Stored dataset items
* start *
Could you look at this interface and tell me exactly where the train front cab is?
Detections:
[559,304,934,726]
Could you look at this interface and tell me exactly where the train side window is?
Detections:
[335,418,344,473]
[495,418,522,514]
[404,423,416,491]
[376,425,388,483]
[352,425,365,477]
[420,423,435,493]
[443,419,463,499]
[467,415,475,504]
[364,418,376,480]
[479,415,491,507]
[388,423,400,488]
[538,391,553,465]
* end *
* EXERCISE REQUIREMENTS *
Could you reproduce every one of the items above word for word?

* SOLVED PROBLEM *
Could you look at this interface and tell me exactly where the train front cab is?
Detections:
[559,304,934,726]
Could you look at this interface and tell me exactly where the train side window is?
Detections:
[335,418,344,473]
[495,418,522,514]
[404,423,416,491]
[376,425,388,483]
[352,425,365,477]
[420,423,435,493]
[443,419,463,499]
[467,415,475,504]
[364,418,376,480]
[479,415,491,507]
[388,423,400,488]
[538,391,553,465]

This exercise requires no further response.